▸ **Passage to read**
Top 5 Cybersecurity Threats to Your Business

Keeping your business safe from cyber attacks may not have been top of mind when your company began, but it needs to be now. Without examining your cyber security, you may not realize you have a security risk until it’s too late. According to the FBI’s Internet Crime Report, reported losses from cybercrime reached more than $4.2 billion in 2020 alone. Cybercriminals don't discriminate and have demonstrated they will target any company, small or large. This blog article highlights the top five cybersecurity threats you need to be aware of, so you can take steps to protect yourself and your organization.

▸ **Data**
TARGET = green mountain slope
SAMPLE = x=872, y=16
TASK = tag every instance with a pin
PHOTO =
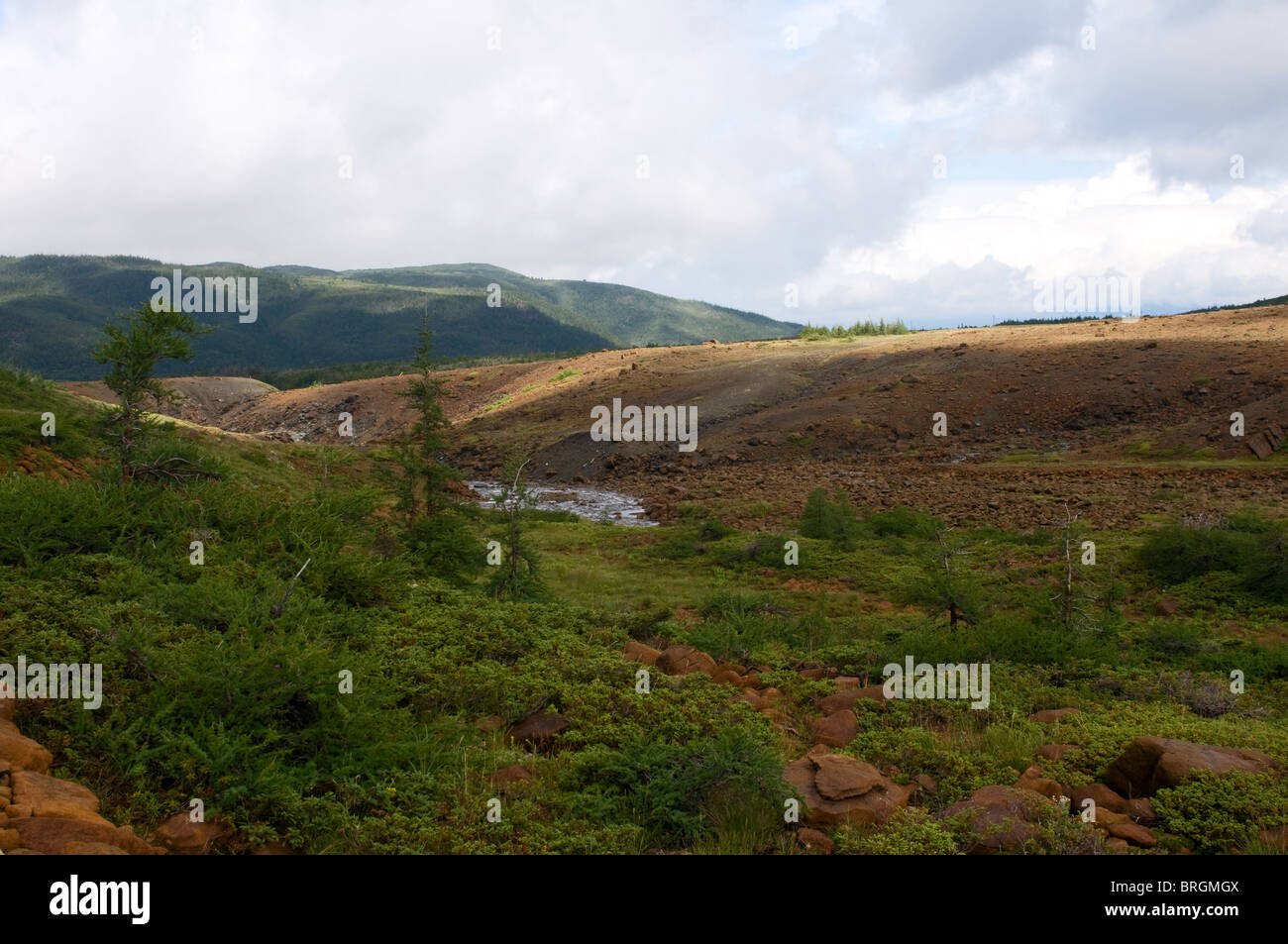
x=52, y=309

▸ **Exercises to complete**
(a) Answer these questions from the cybersecurity threats article:
(i) Which report is cited for the cybercrime loss figure?
(ii) What amount of reported losses from cybercrime does it give for 2020?
(iii) How many cybersecurity threats does the article say it highlights?
(b) Edit the cybersecurity threats article from "Top 5 Cybersecurity" to "and your organization." by replacing "cyber attacks" with "online attacks". Write out that portion in full.
Rely only on the cybersecurity threats article as your source.

▸ **Solutions by task**
(a)
(i) The FBI's Internet Crime Report
(ii) More than $4.2 billion
(iii) Five

(b)
Top 5 Cybersecurity Threats to Your Business

Keeping your business safe from online attacks may not have been top of mind when your company began, but it needs to be now. Without examining your cyber security, you may not realize you have a security risk until it’s too late. According to the FBI’s Internet Crime Report, reported losses from cybercrime reached more than $4.2 billion in 2020 alone. Cybercriminals don't discriminate and have demonstrated they will target any company, small or large. This blog article highlights the top five cybersecurity threats you need to be aware of, so you can take steps to protect yourself and your organization.